#### PASSAGE GIVEN

This surely was the most vertical terrain we’d come across in the many hot, frustrating hours prior. What lay before us was an approximately 200 foot (60 meter) crack system that appeared to lead to a spot just below the summit. It didn’t look 5.5, but hey, maybe it was better once you got up there!

I roped up, racked up the remaining cams and nuts that made up our light alpine single rack, and started up. It was not 5.5. I don’t know what it was, but it was not 5.5. After the first several insecure moves, I reached a ledge. I looked below me, I’d used 2 pieces. There were 3 pieces in the anchor at the bottom with Tim. Above me I could see I still had about 50 meters of climbing to do. With a single rack and a 60 meter rope … the math didn’t quite add up. I was going to have to run it out. Oh. And we forgot the nut tool. So I would have to try and not use half of the light rack I did have … ?

But if we were going to made it to the summit rappel anchors, I had to put my big girl pants on and keep going up. Oh good, the next sequence was a slight off-width. With 2 pieces in the last 40 feet – I squirmed, squeaked, and trembled my way up. I remember completing the moves and calling down to Tim, ‘Whew! That was exciting!’.

#### SET TASKS
1 - Repeat the climbing passage from "I roped up, racked" down to "did have … ?".
2 - Recast the paragraph of the climbing passage that begins "I roped up" as a short list, keeping its main facts.
3 - Answer these questions from the climbing passage:
(a) About how long was the crack system?
(b) How many pieces were in the anchor at the bottom with Tim?
(c) What did the climber call down to Tim after completing the off-width moves?
The records after this point are separate material from the climbing passage.

#### SUPPLIED INFORMATION

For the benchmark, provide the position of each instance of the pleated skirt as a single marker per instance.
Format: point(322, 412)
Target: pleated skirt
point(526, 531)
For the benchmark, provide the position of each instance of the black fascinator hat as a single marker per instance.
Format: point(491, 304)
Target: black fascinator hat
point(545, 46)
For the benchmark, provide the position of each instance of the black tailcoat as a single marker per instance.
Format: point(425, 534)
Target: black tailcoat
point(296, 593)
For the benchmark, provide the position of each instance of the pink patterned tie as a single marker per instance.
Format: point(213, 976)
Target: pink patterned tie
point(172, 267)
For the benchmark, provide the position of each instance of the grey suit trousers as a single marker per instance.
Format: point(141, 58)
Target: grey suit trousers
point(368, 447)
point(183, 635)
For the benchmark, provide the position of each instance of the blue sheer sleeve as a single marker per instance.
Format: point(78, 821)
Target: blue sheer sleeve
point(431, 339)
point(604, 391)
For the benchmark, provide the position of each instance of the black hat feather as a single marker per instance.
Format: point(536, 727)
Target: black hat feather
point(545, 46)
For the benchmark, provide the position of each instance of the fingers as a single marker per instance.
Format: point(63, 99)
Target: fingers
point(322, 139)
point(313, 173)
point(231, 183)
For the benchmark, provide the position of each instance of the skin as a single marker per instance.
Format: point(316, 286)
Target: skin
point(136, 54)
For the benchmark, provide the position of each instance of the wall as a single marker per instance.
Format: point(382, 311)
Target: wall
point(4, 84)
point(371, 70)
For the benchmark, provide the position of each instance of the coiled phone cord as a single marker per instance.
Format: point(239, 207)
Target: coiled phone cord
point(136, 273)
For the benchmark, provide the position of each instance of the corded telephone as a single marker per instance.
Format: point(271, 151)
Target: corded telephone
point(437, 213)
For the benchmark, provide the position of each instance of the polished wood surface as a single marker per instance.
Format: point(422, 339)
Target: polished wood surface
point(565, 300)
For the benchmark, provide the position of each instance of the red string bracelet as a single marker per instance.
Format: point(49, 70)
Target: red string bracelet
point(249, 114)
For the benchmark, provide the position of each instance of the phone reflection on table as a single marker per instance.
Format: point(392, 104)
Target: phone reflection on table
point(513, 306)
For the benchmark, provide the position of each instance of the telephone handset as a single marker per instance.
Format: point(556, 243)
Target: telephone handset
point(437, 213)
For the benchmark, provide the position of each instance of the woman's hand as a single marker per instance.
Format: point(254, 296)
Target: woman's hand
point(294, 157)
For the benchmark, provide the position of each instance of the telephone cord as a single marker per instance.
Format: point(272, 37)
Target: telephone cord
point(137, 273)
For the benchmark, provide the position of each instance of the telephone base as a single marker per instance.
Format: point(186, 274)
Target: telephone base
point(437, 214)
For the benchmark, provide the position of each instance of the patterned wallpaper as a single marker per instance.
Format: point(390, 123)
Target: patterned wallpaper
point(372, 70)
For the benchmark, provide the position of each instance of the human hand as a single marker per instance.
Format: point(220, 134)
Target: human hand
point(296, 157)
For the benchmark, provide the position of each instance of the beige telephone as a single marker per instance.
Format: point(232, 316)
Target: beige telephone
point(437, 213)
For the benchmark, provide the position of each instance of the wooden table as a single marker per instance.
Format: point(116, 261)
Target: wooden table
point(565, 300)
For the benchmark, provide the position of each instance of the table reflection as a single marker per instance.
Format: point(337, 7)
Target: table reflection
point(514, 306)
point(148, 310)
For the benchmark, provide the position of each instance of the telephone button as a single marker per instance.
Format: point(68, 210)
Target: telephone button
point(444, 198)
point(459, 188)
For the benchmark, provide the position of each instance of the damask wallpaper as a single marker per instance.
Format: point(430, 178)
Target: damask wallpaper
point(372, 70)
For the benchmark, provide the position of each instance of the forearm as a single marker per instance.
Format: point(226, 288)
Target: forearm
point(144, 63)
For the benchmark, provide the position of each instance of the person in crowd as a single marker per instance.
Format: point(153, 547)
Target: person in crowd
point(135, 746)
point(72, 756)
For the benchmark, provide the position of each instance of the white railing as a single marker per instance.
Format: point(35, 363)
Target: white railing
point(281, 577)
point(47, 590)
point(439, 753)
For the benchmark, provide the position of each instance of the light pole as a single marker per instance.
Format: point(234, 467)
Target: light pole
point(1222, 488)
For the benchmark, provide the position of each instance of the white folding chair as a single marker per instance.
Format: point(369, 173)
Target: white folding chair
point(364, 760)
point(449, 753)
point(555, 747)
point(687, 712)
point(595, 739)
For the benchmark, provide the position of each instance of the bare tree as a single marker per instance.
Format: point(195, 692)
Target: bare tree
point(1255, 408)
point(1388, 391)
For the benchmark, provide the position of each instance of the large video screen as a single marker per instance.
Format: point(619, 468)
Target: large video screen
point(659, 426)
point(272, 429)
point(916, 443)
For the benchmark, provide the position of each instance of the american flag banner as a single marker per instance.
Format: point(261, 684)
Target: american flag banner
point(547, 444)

#### SOLVED TASKS
1 -
I roped up, racked up the remaining cams and nuts that made up our light alpine single rack, and started up. It was not 5.5. I don’t know what it was, but it was not 5.5. After the first several insecure moves, I reached a ledge. I looked below me, I’d used 2 pieces. There were 3 pieces in the anchor at the bottom with Tim. Above me I could see I still had about 50 meters of climbing to do. With a single rack and a 60 meter rope … the math didn’t quite add up. I was going to have to run it out. Oh. And we forgot the nut tool. So I would have to try and not use half of the light rack I did have … ?

2 -
- The climber roped up, racked the remaining cams and nuts of a light alpine single rack, and started up.
- The route was not 5.5.
- After several insecure moves, the climber reached a ledge, having placed 2 pieces. The anchor below with Tim held 3 pieces.
- About 50 meters of climbing remained. With a single rack and a 60 meter rope, the climber would have to run it out.
- The nut tool had been forgotten, so the climber would try not to use half of the light rack.

3 -
(a) About 200 feet (60 meters).
(b) Three.
(c) "Whew! That was exciting!"